Actualiza el texto sobre la asistencia psiquiátrica en centros religiosos: reproduce el pasaje que va de "Si así me expreso, no" a "estamos, se transmiten.", ambos incluidos, cambiando "paciente" por "enfermo".

Extracto del documento:
◆ ◆ ◆ ◆

Si así me expreso, no es tanto por un prurito ideológico de mi formación, sino como efecto de mi experiencia profesional de bastantes años en uno de esos centros. Se sabe que en toda institución un paciente no recibe sólo los efectos del grupo de técnicos que trabajamos allí, sino que, por el internamiento y lo cotidiano de la vida asilar-institucional, los más recónditos matices de todos los aspectos de la institución y de los que en ella estamos, se transmiten.
Si la enfermera qué le atiende las veinticuatro horas del día no es sólo un profesional técnico más, sino que, careciendo en ocasiones del título de ATS —o aun teniéndolo—, es además una monja que pertenece a la comunidad religiosa que fundó el hospital y lo habita, es propietaria del mismo y miembro de la gerencia y administración, y profesa, con todo su derecho, un determinado credo que le ordena, más allá de los principios técnicos, adoptar una determinada actitud existencial y asistencial, ¿quién dudará de que eso se transmite, se quiera o no, en el trato diario, impregna la institución y hace depender en suma la función asistencial de la función y actitud religiosa? No nos engañemos con lo que se dice —y se dice que no hay ingerencia/interferencia de la creencia religiosa sobre la asistencia— y fijémonos más en lo que realmente sucede. Quede bien claro que no me refiero a una supuesta mala fe o intención en malhacer lo cotidiano por parte del personal religioso, sino de un exceso, un sobrante en el caso de que se admita —y no creo que hoy pueda sostenerse lo contrario— que la asistencia debe solamente depender de criterios de tipo técnico, sin interferencias de ninguna índole ni pluses sobreañadidos con la mejor intención.
¿Las alternativas? Fáciles de decir. De su aplicabilidad la Administración nos tendrá que dar la medida. Admitiendo en la asistencia el predominio del criterio laico y técnico por encima de creencias y religiones, si no es posible, de inmediato o en breve plazo, que esos centros dejen de cumplir una función pública, financiada con el erario público, y queden sólo como centros a los cuales acuden aquellos —los hay y los seguirá habiendo— que prefieran recibir una psiquiatría eclesiástica, mientras que otros ciudadanos puedan ver así respetado su derecho a prescindir de esa interferencia, al menos, si eso no se puede conseguir de inmediato, que las diputaciones exijan, como condición para renovar los conciertos y hasta que no haya una alternativa más definitoria, que el personal religioso quede relegado de la asistencia y no mantenga ningún trato con los pacientes.

◆ ◆ ◆ ◆

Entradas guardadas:
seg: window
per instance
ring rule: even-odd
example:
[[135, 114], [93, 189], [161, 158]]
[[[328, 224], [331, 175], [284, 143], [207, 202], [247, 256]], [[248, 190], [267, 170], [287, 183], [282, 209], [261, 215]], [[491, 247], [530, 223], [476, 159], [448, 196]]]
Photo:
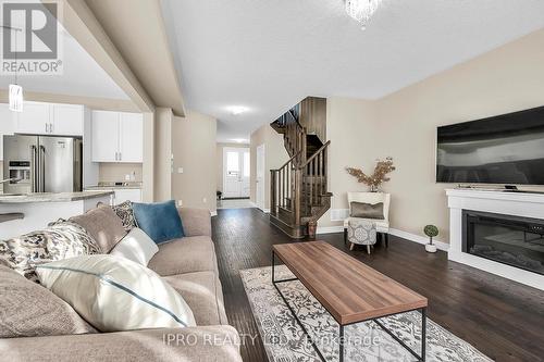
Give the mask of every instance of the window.
[[244, 177], [249, 177], [249, 152], [244, 152]]

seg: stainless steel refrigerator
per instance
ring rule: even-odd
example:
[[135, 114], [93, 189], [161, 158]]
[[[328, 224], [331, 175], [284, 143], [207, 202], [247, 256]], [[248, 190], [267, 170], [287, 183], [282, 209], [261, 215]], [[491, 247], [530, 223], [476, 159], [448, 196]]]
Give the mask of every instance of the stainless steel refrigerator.
[[82, 153], [79, 138], [3, 136], [4, 194], [81, 191]]

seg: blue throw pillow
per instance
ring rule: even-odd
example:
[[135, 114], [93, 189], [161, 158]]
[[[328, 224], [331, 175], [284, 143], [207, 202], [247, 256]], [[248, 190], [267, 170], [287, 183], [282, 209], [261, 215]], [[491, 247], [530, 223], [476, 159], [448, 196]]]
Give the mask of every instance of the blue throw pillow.
[[185, 236], [174, 200], [157, 203], [133, 202], [133, 210], [138, 227], [154, 242], [161, 244]]

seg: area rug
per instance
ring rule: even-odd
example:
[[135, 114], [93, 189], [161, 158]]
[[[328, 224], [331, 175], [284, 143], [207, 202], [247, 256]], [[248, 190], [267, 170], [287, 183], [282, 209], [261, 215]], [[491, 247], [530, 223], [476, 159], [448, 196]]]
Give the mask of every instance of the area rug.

◆ ◆ ◆ ◆

Solución:
Si así me expreso, no es tanto por un prurito ideológico de mi formación, sino como efecto de mi experiencia profesional de bastantes años en uno de esos centros. Se sabe que en toda institución un enfermo no recibe sólo los efectos del grupo de técnicos que trabajamos allí, sino que, por el internamiento y lo cotidiano de la vida asilar-institucional, los más recónditos matices de todos los aspectos de la institución y de los que en ella estamos, se transmiten.